**WORK TO COMPLETE**
Begin at the line that contains "Find the onion" and stop after the line that contains "x=267, y=218". Write out every line in that span, including each line's wording, and scale every x and y coordinate value by 2.2, rounding to whole numbers with halves going up.

Dataset excerpts on object pointing:
* * * * * * *

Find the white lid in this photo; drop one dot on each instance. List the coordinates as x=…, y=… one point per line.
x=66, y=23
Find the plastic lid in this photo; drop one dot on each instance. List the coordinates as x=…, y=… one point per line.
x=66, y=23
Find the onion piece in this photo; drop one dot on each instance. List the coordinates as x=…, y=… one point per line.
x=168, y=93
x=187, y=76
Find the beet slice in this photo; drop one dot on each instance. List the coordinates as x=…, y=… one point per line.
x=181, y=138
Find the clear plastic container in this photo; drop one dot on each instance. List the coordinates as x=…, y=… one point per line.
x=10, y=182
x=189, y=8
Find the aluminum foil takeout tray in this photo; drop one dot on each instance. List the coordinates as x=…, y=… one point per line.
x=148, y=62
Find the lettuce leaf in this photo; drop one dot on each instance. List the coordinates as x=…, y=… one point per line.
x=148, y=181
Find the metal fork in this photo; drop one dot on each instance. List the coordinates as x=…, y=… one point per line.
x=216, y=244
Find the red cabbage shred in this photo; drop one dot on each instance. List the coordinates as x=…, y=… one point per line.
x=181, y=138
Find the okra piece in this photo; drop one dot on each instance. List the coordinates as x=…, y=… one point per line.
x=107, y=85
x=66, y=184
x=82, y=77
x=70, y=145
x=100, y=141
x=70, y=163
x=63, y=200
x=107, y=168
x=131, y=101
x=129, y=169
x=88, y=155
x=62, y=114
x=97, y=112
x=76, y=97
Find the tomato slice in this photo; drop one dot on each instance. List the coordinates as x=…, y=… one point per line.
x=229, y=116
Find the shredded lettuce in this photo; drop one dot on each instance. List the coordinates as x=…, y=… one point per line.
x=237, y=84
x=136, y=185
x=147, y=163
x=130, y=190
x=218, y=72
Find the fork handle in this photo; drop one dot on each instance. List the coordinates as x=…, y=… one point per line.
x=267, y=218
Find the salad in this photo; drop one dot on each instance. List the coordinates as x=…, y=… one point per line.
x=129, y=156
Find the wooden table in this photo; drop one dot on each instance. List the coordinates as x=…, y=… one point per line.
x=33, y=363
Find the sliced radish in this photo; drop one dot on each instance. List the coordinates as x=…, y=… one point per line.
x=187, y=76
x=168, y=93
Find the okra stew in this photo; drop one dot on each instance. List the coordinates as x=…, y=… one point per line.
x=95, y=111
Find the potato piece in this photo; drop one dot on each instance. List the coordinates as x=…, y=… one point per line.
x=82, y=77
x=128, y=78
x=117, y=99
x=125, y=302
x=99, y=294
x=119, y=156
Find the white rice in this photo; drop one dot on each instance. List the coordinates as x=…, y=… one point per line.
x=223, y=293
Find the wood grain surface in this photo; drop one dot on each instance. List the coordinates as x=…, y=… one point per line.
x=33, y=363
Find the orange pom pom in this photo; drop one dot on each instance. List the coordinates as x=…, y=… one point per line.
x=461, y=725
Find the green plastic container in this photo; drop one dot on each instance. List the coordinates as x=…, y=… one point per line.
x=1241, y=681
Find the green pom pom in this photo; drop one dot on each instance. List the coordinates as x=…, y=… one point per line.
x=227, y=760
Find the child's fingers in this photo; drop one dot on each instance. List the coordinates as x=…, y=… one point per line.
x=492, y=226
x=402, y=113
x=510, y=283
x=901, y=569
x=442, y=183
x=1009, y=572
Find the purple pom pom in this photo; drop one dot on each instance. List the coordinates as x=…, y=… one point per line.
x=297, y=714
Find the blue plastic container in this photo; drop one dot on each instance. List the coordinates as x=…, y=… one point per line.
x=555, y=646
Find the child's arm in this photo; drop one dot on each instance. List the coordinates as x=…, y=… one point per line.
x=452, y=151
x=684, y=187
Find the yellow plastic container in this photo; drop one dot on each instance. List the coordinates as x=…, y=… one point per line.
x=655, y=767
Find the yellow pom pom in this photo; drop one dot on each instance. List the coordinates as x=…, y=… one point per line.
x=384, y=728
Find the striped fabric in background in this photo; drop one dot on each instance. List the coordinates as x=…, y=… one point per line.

* * * * * * *

**RESULT FOR THIS TASK**
Find the onion piece in this photo; drop one dot on each instance. List the coordinates as x=…, y=… one point per line.
x=370, y=205
x=411, y=167
Find the beet slice in this photo; drop one dot on each instance. List the coordinates as x=…, y=… one point per line.
x=398, y=304
Find the clear plastic container in this photo; drop one dot on each instance. List the coordinates as x=…, y=… one point per line.
x=22, y=400
x=416, y=18
Find the aluminum foil takeout tray in this photo; drop one dot on each instance. List the coordinates as x=…, y=… one point per line.
x=326, y=136
Find the lettuce leaf in this photo; drop one dot on each instance. List the coordinates as x=…, y=… one point per line.
x=326, y=398
Find the metal fork in this photo; drop one dot on each instance. List the coordinates as x=…, y=… one point per line.
x=475, y=537
Find the red cabbage shred in this photo; drop one dot on each instance. List the coordinates as x=…, y=… one point per line.
x=398, y=304
Find the okra piece in this photo; drop one dot on each instance. List the coordinates as x=…, y=… one point per line.
x=235, y=187
x=145, y=405
x=180, y=169
x=154, y=319
x=220, y=310
x=154, y=359
x=139, y=440
x=235, y=370
x=288, y=222
x=284, y=372
x=194, y=341
x=136, y=251
x=213, y=246
x=167, y=213
Find the tomato slice in this photo; drop one dot on each instance. List the coordinates as x=…, y=… one point per line.
x=504, y=255
Find the shredded lettuce in this photo; drop one dot on each instance. List the coordinates as x=…, y=… one point per line.
x=521, y=185
x=299, y=407
x=323, y=359
x=286, y=418
x=480, y=158
Find the fork handle in this photo; drop one dot on each instance. List the coordinates as x=…, y=… one point per line.
x=587, y=480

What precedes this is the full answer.